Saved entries
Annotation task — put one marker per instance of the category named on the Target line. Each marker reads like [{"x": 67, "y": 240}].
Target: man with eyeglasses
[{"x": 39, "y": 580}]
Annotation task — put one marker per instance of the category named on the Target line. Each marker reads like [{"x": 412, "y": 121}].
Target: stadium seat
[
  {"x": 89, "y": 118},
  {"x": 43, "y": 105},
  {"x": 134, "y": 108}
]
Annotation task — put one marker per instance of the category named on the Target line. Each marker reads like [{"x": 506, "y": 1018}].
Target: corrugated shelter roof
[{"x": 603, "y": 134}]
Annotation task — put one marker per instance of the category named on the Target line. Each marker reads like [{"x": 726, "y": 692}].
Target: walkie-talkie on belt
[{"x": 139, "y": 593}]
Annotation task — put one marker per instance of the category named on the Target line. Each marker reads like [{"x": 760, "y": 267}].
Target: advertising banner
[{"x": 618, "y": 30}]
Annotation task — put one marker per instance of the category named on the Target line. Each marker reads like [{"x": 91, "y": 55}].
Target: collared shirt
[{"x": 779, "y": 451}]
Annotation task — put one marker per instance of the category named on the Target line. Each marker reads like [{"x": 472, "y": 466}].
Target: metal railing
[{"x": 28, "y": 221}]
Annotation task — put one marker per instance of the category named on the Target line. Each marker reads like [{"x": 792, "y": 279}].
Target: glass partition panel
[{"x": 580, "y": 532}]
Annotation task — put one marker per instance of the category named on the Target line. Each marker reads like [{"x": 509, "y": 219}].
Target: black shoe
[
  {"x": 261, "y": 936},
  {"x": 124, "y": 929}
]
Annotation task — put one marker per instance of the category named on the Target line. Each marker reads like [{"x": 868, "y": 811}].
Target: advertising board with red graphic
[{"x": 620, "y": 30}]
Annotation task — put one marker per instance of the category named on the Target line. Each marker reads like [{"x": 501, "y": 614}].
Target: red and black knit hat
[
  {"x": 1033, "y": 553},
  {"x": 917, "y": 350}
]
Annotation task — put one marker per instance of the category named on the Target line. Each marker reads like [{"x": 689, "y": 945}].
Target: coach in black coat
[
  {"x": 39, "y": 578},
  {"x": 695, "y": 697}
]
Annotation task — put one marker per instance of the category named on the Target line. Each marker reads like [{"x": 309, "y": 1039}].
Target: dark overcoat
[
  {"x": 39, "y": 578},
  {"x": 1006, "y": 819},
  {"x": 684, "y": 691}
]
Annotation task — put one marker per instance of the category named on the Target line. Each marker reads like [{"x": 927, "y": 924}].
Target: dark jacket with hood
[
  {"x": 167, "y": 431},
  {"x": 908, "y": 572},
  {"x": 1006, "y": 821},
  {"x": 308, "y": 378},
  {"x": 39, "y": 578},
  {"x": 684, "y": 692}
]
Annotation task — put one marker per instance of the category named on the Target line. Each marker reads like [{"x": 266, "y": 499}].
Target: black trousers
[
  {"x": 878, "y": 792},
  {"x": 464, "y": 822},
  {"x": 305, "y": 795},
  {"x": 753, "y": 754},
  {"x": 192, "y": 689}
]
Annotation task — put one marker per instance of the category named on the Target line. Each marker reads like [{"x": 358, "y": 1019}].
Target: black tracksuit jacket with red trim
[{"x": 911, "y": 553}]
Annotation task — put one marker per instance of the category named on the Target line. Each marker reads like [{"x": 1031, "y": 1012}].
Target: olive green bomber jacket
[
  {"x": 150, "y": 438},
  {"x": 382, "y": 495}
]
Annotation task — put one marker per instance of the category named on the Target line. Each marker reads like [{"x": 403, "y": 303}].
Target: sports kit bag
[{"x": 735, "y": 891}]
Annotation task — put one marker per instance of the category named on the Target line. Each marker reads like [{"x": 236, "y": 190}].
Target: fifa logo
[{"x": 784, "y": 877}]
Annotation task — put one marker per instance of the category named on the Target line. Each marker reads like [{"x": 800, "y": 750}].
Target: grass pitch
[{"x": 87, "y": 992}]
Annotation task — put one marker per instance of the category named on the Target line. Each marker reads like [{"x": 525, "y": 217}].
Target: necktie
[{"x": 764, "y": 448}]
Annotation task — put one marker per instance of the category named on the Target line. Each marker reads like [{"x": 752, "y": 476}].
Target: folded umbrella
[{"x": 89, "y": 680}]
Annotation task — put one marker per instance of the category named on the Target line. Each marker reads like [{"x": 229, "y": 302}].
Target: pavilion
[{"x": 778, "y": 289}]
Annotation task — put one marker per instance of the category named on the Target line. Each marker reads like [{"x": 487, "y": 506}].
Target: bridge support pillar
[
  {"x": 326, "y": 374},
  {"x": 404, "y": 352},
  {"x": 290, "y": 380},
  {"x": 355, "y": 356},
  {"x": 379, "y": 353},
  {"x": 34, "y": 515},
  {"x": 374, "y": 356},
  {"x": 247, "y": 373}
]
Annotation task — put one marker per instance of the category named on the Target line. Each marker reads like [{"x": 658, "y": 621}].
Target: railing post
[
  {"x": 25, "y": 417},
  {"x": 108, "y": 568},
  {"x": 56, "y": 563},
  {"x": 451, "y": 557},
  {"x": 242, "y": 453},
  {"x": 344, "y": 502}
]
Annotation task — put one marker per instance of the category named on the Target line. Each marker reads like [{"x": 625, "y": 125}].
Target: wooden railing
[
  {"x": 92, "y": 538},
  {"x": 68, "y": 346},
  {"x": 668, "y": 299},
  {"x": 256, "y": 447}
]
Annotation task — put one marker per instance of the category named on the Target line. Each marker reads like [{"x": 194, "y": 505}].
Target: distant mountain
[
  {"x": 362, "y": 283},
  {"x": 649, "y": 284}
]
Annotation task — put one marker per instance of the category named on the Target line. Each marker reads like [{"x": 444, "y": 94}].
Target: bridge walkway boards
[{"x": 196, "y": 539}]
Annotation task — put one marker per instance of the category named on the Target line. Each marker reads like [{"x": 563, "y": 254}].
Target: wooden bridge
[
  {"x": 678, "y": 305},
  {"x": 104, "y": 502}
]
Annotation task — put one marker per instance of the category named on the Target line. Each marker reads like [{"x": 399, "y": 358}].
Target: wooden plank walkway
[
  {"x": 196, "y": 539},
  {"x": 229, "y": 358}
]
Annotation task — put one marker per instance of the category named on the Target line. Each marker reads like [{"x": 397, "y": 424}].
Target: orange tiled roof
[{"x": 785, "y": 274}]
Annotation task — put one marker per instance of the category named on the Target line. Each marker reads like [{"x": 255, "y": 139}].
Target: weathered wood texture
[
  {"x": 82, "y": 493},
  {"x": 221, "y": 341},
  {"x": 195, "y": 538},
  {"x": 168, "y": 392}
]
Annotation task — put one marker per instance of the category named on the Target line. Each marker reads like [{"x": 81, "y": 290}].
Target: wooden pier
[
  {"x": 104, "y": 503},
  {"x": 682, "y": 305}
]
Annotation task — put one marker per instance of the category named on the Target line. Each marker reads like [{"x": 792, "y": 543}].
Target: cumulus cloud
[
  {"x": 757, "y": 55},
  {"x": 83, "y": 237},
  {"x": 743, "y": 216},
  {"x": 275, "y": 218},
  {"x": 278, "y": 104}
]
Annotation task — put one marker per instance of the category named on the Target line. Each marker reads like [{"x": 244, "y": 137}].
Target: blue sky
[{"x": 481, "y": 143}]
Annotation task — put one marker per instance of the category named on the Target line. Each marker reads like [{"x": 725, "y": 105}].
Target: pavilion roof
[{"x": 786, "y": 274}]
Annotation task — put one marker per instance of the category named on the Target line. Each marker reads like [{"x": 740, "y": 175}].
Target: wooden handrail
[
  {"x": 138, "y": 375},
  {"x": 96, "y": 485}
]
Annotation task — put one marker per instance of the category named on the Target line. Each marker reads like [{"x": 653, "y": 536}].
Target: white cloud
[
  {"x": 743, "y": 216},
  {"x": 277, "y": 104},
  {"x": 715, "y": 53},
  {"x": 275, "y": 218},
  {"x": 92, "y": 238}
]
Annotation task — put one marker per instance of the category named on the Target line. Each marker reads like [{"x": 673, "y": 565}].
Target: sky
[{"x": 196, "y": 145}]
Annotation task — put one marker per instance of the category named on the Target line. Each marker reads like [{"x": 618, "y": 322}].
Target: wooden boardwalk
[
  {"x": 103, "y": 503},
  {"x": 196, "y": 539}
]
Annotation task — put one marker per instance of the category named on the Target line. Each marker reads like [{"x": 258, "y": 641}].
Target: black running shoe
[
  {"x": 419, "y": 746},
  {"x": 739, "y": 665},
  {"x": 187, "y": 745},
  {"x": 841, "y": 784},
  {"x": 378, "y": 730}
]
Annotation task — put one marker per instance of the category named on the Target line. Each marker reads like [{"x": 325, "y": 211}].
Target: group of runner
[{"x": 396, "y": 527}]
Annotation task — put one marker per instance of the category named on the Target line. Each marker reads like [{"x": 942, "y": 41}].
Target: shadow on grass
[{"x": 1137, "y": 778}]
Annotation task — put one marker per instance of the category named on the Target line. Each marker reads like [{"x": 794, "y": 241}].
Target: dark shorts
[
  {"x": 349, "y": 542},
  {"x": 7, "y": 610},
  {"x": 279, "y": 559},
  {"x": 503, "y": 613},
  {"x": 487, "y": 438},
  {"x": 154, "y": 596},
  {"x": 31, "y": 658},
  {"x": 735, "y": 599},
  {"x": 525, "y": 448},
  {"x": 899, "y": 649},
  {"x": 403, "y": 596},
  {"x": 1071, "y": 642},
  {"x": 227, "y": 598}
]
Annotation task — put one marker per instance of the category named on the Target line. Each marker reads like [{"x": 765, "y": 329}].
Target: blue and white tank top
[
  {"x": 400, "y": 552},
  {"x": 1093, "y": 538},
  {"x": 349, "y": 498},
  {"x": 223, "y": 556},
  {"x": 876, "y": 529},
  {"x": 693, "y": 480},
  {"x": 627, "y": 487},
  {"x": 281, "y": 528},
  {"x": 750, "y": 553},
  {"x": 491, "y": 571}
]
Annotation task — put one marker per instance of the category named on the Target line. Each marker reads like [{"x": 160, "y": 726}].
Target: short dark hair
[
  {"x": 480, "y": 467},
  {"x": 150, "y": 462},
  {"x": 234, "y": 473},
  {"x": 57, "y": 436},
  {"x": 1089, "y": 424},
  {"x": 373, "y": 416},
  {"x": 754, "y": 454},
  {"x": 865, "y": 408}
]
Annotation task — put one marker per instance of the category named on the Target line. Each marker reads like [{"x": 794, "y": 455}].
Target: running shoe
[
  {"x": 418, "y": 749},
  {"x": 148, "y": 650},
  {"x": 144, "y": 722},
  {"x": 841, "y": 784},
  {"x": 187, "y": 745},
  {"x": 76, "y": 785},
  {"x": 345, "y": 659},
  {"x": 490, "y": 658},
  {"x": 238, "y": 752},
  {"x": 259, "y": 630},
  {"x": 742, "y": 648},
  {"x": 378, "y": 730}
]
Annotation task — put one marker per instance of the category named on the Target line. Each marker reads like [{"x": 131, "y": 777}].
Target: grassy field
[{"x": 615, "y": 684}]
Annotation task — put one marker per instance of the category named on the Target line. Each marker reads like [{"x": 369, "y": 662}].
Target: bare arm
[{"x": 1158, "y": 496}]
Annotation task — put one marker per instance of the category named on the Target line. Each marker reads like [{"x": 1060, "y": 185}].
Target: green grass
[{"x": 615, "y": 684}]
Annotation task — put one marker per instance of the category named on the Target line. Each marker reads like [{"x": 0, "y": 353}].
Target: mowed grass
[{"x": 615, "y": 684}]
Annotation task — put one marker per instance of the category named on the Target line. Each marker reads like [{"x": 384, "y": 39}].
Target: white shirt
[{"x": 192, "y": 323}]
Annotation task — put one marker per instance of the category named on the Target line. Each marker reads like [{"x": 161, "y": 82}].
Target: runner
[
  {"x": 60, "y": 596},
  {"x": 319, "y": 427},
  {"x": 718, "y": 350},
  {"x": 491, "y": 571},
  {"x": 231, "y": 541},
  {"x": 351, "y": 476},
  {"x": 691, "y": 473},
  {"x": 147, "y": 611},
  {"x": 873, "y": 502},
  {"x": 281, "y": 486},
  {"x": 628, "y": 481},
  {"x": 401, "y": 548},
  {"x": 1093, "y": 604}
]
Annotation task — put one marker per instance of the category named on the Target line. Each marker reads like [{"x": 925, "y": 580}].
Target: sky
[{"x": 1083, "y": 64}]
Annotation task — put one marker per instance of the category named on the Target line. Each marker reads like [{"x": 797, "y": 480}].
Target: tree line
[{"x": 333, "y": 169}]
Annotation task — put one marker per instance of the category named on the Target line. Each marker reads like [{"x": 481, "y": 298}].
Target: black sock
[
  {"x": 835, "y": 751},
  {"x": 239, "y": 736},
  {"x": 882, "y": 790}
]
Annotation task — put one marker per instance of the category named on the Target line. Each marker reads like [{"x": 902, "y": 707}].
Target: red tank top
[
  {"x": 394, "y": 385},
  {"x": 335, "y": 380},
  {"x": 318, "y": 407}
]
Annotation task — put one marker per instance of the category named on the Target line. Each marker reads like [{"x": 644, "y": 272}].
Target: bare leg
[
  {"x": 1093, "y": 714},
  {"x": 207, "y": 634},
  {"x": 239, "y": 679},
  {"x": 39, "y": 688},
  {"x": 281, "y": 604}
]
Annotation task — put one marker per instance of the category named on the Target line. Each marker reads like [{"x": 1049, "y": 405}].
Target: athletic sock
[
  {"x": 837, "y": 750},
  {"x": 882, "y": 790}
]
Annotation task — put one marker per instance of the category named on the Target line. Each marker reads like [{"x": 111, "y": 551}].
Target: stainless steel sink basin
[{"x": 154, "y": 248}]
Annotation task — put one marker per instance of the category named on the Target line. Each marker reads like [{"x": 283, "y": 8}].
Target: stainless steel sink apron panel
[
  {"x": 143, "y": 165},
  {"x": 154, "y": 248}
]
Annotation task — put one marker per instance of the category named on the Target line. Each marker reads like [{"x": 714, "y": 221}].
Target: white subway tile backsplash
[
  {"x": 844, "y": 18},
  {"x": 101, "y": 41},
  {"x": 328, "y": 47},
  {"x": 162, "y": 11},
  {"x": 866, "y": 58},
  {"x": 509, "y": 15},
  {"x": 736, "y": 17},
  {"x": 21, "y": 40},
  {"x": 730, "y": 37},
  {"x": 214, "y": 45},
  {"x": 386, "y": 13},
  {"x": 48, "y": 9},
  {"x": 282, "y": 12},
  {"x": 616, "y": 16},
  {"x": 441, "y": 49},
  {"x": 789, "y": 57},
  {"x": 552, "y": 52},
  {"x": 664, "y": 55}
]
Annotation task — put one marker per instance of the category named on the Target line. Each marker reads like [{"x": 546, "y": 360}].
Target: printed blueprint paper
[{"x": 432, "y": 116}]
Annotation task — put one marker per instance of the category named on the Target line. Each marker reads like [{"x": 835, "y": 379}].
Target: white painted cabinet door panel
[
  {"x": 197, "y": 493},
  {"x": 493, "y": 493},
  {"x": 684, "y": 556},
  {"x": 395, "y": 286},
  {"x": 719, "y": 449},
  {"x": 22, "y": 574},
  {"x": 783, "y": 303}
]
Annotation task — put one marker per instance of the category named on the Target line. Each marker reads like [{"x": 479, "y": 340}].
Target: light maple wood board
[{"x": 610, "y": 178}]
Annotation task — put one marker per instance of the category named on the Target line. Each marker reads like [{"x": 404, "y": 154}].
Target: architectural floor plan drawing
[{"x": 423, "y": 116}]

§ **Exercise**:
Collect every line of the rows above that contains the string "dark", with case counting.

§ **Exercise solution**:
Target: dark overcoat
Target: dark jacket with hood
Target: dark shorts
Target: short dark hair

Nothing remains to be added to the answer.